# Dataset
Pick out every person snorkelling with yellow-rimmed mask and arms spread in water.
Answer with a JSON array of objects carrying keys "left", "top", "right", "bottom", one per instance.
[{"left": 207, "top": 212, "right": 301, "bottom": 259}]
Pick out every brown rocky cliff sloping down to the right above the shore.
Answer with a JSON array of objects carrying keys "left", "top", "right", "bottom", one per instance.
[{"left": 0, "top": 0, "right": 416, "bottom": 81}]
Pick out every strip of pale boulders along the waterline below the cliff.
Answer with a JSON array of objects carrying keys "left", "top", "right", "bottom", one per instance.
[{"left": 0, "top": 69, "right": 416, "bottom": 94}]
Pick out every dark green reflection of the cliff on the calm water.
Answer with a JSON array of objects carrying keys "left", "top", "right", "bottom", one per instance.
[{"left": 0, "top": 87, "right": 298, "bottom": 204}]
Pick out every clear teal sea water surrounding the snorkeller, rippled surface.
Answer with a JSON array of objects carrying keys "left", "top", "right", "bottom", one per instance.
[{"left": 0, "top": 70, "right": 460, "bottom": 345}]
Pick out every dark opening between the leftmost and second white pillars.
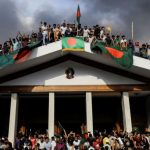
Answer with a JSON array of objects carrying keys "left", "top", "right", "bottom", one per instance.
[{"left": 18, "top": 93, "right": 48, "bottom": 134}]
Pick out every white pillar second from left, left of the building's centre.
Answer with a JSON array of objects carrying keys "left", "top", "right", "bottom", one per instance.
[{"left": 48, "top": 93, "right": 55, "bottom": 138}]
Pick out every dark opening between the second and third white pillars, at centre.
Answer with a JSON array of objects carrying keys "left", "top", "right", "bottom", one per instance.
[{"left": 55, "top": 93, "right": 86, "bottom": 133}]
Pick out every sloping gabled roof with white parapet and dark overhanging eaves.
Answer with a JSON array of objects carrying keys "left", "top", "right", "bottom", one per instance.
[{"left": 0, "top": 41, "right": 150, "bottom": 83}]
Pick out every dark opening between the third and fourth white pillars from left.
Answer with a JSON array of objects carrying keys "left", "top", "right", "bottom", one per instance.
[{"left": 93, "top": 93, "right": 122, "bottom": 132}]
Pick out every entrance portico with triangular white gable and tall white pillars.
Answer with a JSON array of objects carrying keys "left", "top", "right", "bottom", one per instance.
[{"left": 0, "top": 42, "right": 150, "bottom": 148}]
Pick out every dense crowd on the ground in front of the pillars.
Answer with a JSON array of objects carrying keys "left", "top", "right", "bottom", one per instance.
[{"left": 0, "top": 130, "right": 150, "bottom": 150}]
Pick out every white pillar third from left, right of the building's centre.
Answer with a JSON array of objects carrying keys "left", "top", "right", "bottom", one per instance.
[{"left": 86, "top": 92, "right": 93, "bottom": 134}]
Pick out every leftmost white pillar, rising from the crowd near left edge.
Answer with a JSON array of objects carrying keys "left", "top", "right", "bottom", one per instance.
[{"left": 8, "top": 93, "right": 18, "bottom": 147}]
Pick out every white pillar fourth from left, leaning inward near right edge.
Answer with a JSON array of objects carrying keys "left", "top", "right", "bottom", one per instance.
[{"left": 122, "top": 92, "right": 132, "bottom": 133}]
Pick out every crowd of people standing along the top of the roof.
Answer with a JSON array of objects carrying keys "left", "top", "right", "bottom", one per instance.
[{"left": 0, "top": 22, "right": 150, "bottom": 59}]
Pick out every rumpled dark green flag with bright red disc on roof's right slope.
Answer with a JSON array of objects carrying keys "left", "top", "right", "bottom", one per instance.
[{"left": 91, "top": 40, "right": 133, "bottom": 68}]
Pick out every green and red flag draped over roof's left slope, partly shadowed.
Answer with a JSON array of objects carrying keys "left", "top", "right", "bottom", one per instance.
[{"left": 0, "top": 42, "right": 41, "bottom": 68}]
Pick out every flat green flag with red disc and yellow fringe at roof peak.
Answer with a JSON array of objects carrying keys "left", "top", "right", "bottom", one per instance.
[{"left": 62, "top": 37, "right": 84, "bottom": 51}]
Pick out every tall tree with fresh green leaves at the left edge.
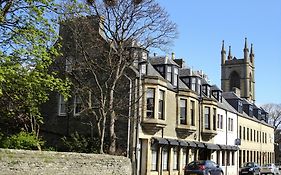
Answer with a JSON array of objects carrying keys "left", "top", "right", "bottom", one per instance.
[{"left": 0, "top": 0, "right": 69, "bottom": 143}]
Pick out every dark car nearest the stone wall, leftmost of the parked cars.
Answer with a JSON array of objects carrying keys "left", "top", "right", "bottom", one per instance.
[{"left": 184, "top": 160, "right": 223, "bottom": 175}]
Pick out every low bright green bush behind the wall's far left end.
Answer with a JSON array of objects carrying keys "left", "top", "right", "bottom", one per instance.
[{"left": 0, "top": 131, "right": 44, "bottom": 150}]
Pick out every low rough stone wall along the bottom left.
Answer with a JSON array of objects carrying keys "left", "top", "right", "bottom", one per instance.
[{"left": 0, "top": 149, "right": 131, "bottom": 175}]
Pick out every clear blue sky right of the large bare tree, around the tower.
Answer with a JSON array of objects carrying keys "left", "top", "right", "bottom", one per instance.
[{"left": 155, "top": 0, "right": 281, "bottom": 105}]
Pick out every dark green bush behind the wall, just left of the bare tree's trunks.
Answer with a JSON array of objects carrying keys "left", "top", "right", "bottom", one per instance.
[{"left": 62, "top": 132, "right": 99, "bottom": 153}]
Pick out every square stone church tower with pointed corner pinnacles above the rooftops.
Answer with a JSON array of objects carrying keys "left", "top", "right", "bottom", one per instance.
[{"left": 221, "top": 38, "right": 255, "bottom": 103}]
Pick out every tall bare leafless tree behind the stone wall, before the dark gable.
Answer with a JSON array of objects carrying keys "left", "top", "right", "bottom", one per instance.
[{"left": 59, "top": 0, "right": 177, "bottom": 153}]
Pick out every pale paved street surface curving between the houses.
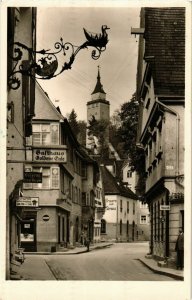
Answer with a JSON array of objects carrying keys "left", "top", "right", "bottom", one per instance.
[{"left": 15, "top": 242, "right": 183, "bottom": 281}]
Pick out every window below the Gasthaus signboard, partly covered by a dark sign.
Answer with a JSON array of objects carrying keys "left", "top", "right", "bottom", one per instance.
[{"left": 24, "top": 166, "right": 59, "bottom": 189}]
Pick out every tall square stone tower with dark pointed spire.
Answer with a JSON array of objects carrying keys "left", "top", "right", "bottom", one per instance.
[{"left": 86, "top": 66, "right": 110, "bottom": 148}]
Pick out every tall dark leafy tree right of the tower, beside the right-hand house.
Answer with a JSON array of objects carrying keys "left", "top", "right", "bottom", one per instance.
[{"left": 118, "top": 94, "right": 145, "bottom": 193}]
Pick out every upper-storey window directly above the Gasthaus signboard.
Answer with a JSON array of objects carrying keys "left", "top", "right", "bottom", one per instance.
[{"left": 33, "top": 123, "right": 59, "bottom": 145}]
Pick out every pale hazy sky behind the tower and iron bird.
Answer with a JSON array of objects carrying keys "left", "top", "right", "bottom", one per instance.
[{"left": 37, "top": 7, "right": 140, "bottom": 121}]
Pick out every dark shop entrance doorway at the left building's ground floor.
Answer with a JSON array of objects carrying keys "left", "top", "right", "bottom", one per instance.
[{"left": 20, "top": 217, "right": 37, "bottom": 252}]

# Your assignment
When the word "tower" turns up on a line of the material above, copy that line.

# Result of this task
Pick out every clear blue sky right of the large bare tree, around the tower.
Pick out every square stone church tower with pointed corner pinnacles above the rooftops.
Pick out every tall square stone tower with dark pointed spire.
Pick out every tall dark leafy tree right of the tower, beside the right-hand house.
Pick out every pale hazy sky behind the tower and iron bird.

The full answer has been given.